- [TÂCHE À RÉALISER]:
Pouvez-vous modifier l’extrait de page, en partant des mots « Bilan globalement positif » et en vous arrêtant après « de rendre public. », pour y remplacer « médiation préalable obligatoire » par « conciliation préalable obligatoire » ?

- [EXTRAIT DE PAGE]:
═══
By Actus on Lundi 13 Septembre 2021
Category: FONCTION PUBLIQUE

Bilan globalement positif pour la médiation préalable obligatoire

Entre le 1er avril 2018 et le 31 mars 2021, 5 516 demandes de médiation préalable obligatoire (MPO) ont été enregistrées dans le cadre de l’expérimentation prévue par la loi Justice du XXIe siècle. Le taux de réussite globale est de 76 %, révèle le bilan final de l’expérimentation que le Conseil d’État vient de rendre public.

Ce bilan était prévu par la loi pour permettre au législateur de décider des suites à donner à l’expérimentation, qui doit s’achever le 31 décembre 2021. Le rapport constate d’importantes disparités entre les territoires et les administrations concernés. Ses préconisations pour l’avenir de la MPO tiennent donc logiquement compte de ces constats.
═══
- [LISTE DES ENTRÉES]:
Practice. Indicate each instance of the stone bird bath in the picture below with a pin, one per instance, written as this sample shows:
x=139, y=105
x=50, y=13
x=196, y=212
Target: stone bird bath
═══
- [RÉSULTAT OBTENU]:
Bilan globalement positif pour la conciliation préalable obligatoire

Entre le 1er avril 2018 et le 31 mars 2021, 5 516 demandes de conciliation préalable obligatoire (MPO) ont été enregistrées dans le cadre de l’expérimentation prévue par la loi Justice du XXIe siècle. Le taux de réussite globale est de 76 %, révèle le bilan final de l’expérimentation que le Conseil d’État vient de rendre public.